Output, word for word, everything in the material below from the line containing "[locate] bare leg" down to the end of the material, including both the first and the last line.

Records:
Start

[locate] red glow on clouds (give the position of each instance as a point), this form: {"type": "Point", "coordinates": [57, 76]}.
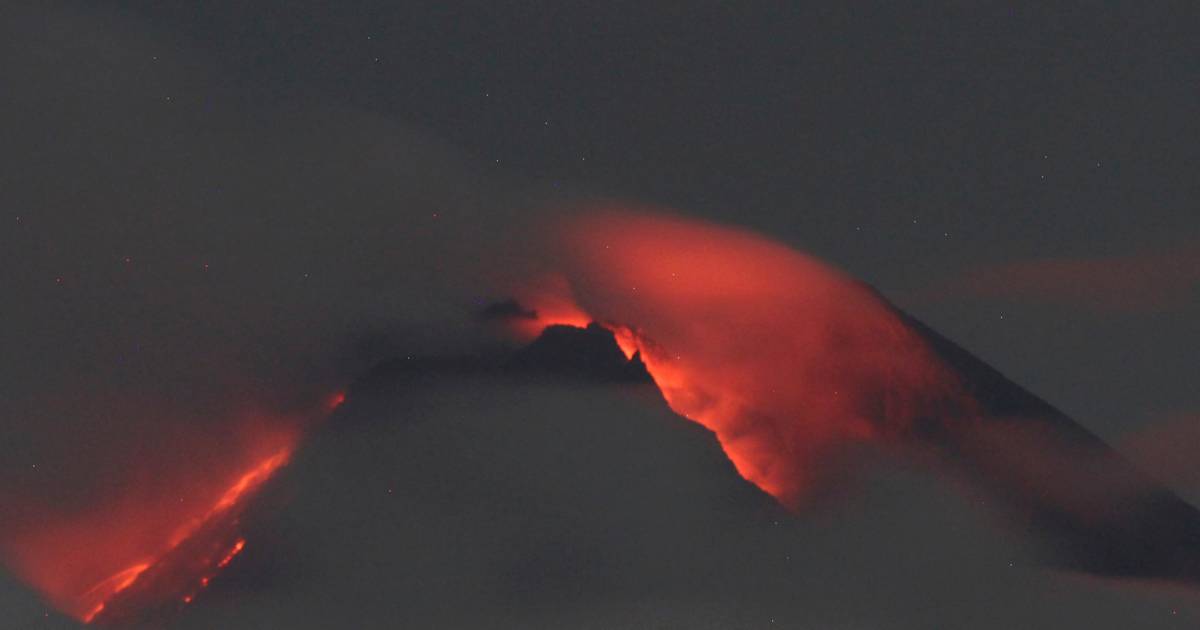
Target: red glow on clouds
{"type": "Point", "coordinates": [784, 358]}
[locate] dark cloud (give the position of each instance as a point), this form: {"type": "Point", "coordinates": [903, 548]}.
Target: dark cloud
{"type": "Point", "coordinates": [197, 251]}
{"type": "Point", "coordinates": [515, 502]}
{"type": "Point", "coordinates": [1151, 281]}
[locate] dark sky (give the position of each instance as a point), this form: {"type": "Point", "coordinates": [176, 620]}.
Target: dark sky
{"type": "Point", "coordinates": [270, 196]}
{"type": "Point", "coordinates": [910, 145]}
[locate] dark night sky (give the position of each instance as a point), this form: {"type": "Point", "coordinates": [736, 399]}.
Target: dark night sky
{"type": "Point", "coordinates": [907, 145]}
{"type": "Point", "coordinates": [1020, 178]}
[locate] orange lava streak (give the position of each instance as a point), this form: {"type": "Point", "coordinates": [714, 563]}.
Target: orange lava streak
{"type": "Point", "coordinates": [107, 588]}
{"type": "Point", "coordinates": [141, 545]}
{"type": "Point", "coordinates": [237, 549]}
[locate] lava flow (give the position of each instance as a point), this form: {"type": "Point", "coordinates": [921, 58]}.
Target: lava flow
{"type": "Point", "coordinates": [142, 557]}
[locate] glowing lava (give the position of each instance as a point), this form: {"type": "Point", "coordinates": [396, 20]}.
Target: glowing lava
{"type": "Point", "coordinates": [784, 358]}
{"type": "Point", "coordinates": [143, 556]}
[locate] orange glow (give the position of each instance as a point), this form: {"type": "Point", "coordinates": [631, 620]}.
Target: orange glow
{"type": "Point", "coordinates": [107, 588]}
{"type": "Point", "coordinates": [228, 557]}
{"type": "Point", "coordinates": [549, 297]}
{"type": "Point", "coordinates": [141, 547]}
{"type": "Point", "coordinates": [785, 359]}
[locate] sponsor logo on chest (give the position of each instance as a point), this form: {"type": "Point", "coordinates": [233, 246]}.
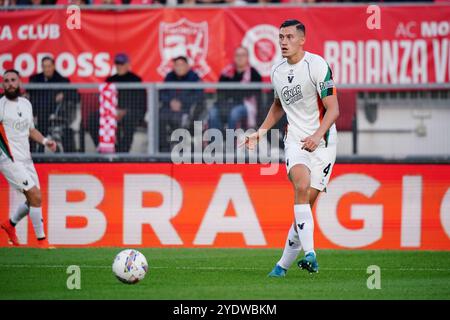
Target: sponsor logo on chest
{"type": "Point", "coordinates": [291, 95]}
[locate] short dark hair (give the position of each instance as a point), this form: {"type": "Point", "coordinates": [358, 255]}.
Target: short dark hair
{"type": "Point", "coordinates": [293, 22]}
{"type": "Point", "coordinates": [180, 58]}
{"type": "Point", "coordinates": [11, 71]}
{"type": "Point", "coordinates": [48, 58]}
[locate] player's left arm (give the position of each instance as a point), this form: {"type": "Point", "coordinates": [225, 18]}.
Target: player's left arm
{"type": "Point", "coordinates": [37, 136]}
{"type": "Point", "coordinates": [327, 92]}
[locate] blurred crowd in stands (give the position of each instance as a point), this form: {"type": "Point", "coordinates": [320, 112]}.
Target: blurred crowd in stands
{"type": "Point", "coordinates": [4, 3]}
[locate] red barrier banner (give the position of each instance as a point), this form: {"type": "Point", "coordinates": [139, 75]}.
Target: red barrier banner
{"type": "Point", "coordinates": [388, 45]}
{"type": "Point", "coordinates": [367, 206]}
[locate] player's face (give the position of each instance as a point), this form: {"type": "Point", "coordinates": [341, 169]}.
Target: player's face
{"type": "Point", "coordinates": [180, 67]}
{"type": "Point", "coordinates": [241, 58]}
{"type": "Point", "coordinates": [11, 85]}
{"type": "Point", "coordinates": [291, 40]}
{"type": "Point", "coordinates": [48, 68]}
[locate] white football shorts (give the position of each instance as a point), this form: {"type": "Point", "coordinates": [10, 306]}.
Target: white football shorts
{"type": "Point", "coordinates": [320, 162]}
{"type": "Point", "coordinates": [20, 175]}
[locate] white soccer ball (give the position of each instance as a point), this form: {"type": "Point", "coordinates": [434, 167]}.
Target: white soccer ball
{"type": "Point", "coordinates": [130, 266]}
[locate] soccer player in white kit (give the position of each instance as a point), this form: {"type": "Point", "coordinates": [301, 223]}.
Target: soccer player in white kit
{"type": "Point", "coordinates": [305, 92]}
{"type": "Point", "coordinates": [16, 165]}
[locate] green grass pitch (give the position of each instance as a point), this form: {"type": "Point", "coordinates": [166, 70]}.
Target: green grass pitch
{"type": "Point", "coordinates": [224, 274]}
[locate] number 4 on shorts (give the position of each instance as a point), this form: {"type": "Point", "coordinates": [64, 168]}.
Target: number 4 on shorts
{"type": "Point", "coordinates": [327, 169]}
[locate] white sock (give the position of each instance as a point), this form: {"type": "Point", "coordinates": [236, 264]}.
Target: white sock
{"type": "Point", "coordinates": [20, 213]}
{"type": "Point", "coordinates": [305, 226]}
{"type": "Point", "coordinates": [37, 221]}
{"type": "Point", "coordinates": [291, 249]}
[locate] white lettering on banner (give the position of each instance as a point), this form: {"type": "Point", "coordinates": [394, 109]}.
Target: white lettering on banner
{"type": "Point", "coordinates": [445, 212]}
{"type": "Point", "coordinates": [38, 32]}
{"type": "Point", "coordinates": [388, 61]}
{"type": "Point", "coordinates": [434, 29]}
{"type": "Point", "coordinates": [86, 64]}
{"type": "Point", "coordinates": [411, 211]}
{"type": "Point", "coordinates": [441, 59]}
{"type": "Point", "coordinates": [374, 20]}
{"type": "Point", "coordinates": [372, 215]}
{"type": "Point", "coordinates": [230, 189]}
{"type": "Point", "coordinates": [5, 33]}
{"type": "Point", "coordinates": [73, 21]}
{"type": "Point", "coordinates": [404, 30]}
{"type": "Point", "coordinates": [59, 209]}
{"type": "Point", "coordinates": [158, 218]}
{"type": "Point", "coordinates": [65, 64]}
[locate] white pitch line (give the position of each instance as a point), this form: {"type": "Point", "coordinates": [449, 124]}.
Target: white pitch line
{"type": "Point", "coordinates": [215, 268]}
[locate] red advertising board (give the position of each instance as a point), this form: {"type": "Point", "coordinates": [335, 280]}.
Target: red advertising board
{"type": "Point", "coordinates": [367, 206]}
{"type": "Point", "coordinates": [395, 45]}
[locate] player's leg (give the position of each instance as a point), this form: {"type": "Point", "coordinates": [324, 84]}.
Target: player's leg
{"type": "Point", "coordinates": [292, 246]}
{"type": "Point", "coordinates": [297, 162]}
{"type": "Point", "coordinates": [18, 179]}
{"type": "Point", "coordinates": [322, 164]}
{"type": "Point", "coordinates": [34, 198]}
{"type": "Point", "coordinates": [301, 180]}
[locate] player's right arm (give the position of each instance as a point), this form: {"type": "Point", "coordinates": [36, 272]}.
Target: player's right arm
{"type": "Point", "coordinates": [274, 115]}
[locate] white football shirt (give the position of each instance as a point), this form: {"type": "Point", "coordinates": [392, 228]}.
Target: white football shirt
{"type": "Point", "coordinates": [301, 88]}
{"type": "Point", "coordinates": [16, 120]}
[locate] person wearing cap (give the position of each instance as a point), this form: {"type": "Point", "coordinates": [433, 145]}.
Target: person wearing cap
{"type": "Point", "coordinates": [131, 103]}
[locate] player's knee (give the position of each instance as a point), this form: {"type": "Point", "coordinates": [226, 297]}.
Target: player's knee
{"type": "Point", "coordinates": [35, 198]}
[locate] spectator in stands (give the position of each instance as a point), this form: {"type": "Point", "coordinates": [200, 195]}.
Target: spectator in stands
{"type": "Point", "coordinates": [178, 106]}
{"type": "Point", "coordinates": [54, 109]}
{"type": "Point", "coordinates": [239, 107]}
{"type": "Point", "coordinates": [131, 105]}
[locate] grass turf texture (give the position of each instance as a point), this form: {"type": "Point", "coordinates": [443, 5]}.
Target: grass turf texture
{"type": "Point", "coordinates": [224, 274]}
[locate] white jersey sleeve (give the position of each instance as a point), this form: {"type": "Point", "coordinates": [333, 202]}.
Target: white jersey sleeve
{"type": "Point", "coordinates": [323, 77]}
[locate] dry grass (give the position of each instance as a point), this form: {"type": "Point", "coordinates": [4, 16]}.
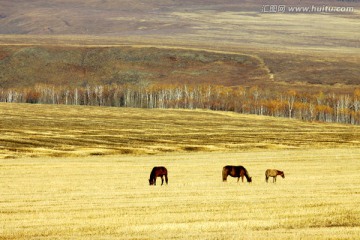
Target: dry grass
{"type": "Point", "coordinates": [109, 198]}
{"type": "Point", "coordinates": [58, 130]}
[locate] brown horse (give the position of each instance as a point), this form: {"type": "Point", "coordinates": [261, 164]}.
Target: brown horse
{"type": "Point", "coordinates": [273, 173]}
{"type": "Point", "coordinates": [158, 172]}
{"type": "Point", "coordinates": [236, 171]}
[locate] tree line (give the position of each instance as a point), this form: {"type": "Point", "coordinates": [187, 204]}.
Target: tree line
{"type": "Point", "coordinates": [330, 107]}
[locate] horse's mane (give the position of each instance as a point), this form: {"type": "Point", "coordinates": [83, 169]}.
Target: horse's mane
{"type": "Point", "coordinates": [247, 175]}
{"type": "Point", "coordinates": [152, 174]}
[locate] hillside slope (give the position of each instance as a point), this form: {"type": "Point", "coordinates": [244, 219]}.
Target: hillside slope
{"type": "Point", "coordinates": [58, 130]}
{"type": "Point", "coordinates": [26, 66]}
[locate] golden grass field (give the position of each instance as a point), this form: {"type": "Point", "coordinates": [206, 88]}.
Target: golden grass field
{"type": "Point", "coordinates": [108, 197]}
{"type": "Point", "coordinates": [63, 175]}
{"type": "Point", "coordinates": [65, 131]}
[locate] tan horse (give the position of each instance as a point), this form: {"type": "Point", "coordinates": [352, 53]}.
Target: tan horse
{"type": "Point", "coordinates": [273, 173]}
{"type": "Point", "coordinates": [158, 172]}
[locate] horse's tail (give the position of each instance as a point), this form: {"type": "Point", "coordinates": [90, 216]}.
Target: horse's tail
{"type": "Point", "coordinates": [266, 175]}
{"type": "Point", "coordinates": [224, 174]}
{"type": "Point", "coordinates": [248, 178]}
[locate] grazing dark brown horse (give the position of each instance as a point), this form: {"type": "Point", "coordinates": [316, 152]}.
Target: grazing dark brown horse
{"type": "Point", "coordinates": [158, 172]}
{"type": "Point", "coordinates": [236, 171]}
{"type": "Point", "coordinates": [273, 173]}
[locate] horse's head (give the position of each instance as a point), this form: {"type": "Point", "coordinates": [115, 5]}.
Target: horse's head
{"type": "Point", "coordinates": [151, 181]}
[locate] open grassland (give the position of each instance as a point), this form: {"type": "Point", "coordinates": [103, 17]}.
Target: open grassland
{"type": "Point", "coordinates": [108, 197]}
{"type": "Point", "coordinates": [58, 130]}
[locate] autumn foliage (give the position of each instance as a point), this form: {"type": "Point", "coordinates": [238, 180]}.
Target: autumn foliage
{"type": "Point", "coordinates": [308, 107]}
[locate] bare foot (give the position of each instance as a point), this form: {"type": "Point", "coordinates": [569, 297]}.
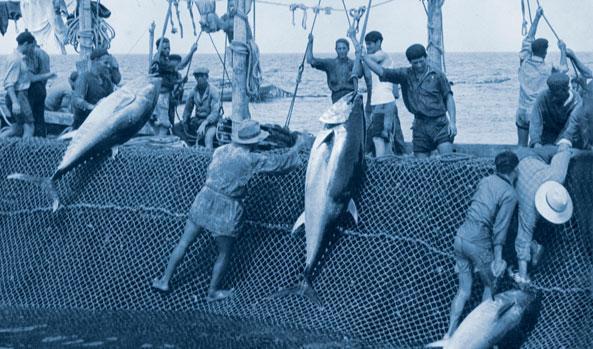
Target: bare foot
{"type": "Point", "coordinates": [219, 295]}
{"type": "Point", "coordinates": [160, 285]}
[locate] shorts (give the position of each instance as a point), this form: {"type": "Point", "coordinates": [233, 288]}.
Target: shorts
{"type": "Point", "coordinates": [429, 133]}
{"type": "Point", "coordinates": [522, 119]}
{"type": "Point", "coordinates": [468, 255]}
{"type": "Point", "coordinates": [161, 111]}
{"type": "Point", "coordinates": [381, 125]}
{"type": "Point", "coordinates": [26, 115]}
{"type": "Point", "coordinates": [218, 213]}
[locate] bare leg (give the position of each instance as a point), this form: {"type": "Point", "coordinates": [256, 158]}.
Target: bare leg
{"type": "Point", "coordinates": [190, 234]}
{"type": "Point", "coordinates": [445, 148]}
{"type": "Point", "coordinates": [462, 296]}
{"type": "Point", "coordinates": [225, 248]}
{"type": "Point", "coordinates": [522, 136]}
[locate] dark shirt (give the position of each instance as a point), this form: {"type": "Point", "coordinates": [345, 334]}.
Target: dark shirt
{"type": "Point", "coordinates": [549, 119]}
{"type": "Point", "coordinates": [338, 73]}
{"type": "Point", "coordinates": [425, 97]}
{"type": "Point", "coordinates": [492, 208]}
{"type": "Point", "coordinates": [167, 71]}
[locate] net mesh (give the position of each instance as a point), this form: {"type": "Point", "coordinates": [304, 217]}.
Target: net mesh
{"type": "Point", "coordinates": [387, 280]}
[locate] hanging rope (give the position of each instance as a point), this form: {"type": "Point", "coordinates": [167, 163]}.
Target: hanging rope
{"type": "Point", "coordinates": [300, 72]}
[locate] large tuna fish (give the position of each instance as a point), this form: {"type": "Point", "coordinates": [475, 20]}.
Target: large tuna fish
{"type": "Point", "coordinates": [333, 175]}
{"type": "Point", "coordinates": [489, 322]}
{"type": "Point", "coordinates": [115, 119]}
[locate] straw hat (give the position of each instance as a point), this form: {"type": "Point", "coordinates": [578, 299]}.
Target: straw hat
{"type": "Point", "coordinates": [553, 202]}
{"type": "Point", "coordinates": [248, 132]}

End

The answer:
[locate] bare leg (give the position of each instance as a point), this form: {"type": "Point", "coordinates": [256, 158]}.
Target: bare leg
{"type": "Point", "coordinates": [190, 234]}
{"type": "Point", "coordinates": [445, 148]}
{"type": "Point", "coordinates": [462, 296]}
{"type": "Point", "coordinates": [225, 248]}
{"type": "Point", "coordinates": [522, 136]}
[locate] dark shirt (give the position of each instance as a point), this form: {"type": "Point", "coordinates": [345, 334]}.
Target: dark shirt
{"type": "Point", "coordinates": [549, 119]}
{"type": "Point", "coordinates": [338, 73]}
{"type": "Point", "coordinates": [425, 97]}
{"type": "Point", "coordinates": [492, 208]}
{"type": "Point", "coordinates": [167, 71]}
[locate] net mesh (give the position of each instance as a point), this form: {"type": "Point", "coordinates": [304, 217]}.
Target: net mesh
{"type": "Point", "coordinates": [387, 280]}
[locate] hanging rope (give the position of each instance as a point), this form: {"type": "Point", "coordinates": [167, 163]}.
Target: hanging rope
{"type": "Point", "coordinates": [300, 72]}
[locate] large tuna fish (give the position of each instance as a point), this form: {"type": "Point", "coordinates": [475, 20]}.
Target: large tuna fish
{"type": "Point", "coordinates": [333, 175]}
{"type": "Point", "coordinates": [489, 322]}
{"type": "Point", "coordinates": [115, 119]}
[locate] straw hat (give the position of each instance as a point), this form: {"type": "Point", "coordinates": [578, 299]}.
Target: straw hat
{"type": "Point", "coordinates": [553, 202]}
{"type": "Point", "coordinates": [248, 132]}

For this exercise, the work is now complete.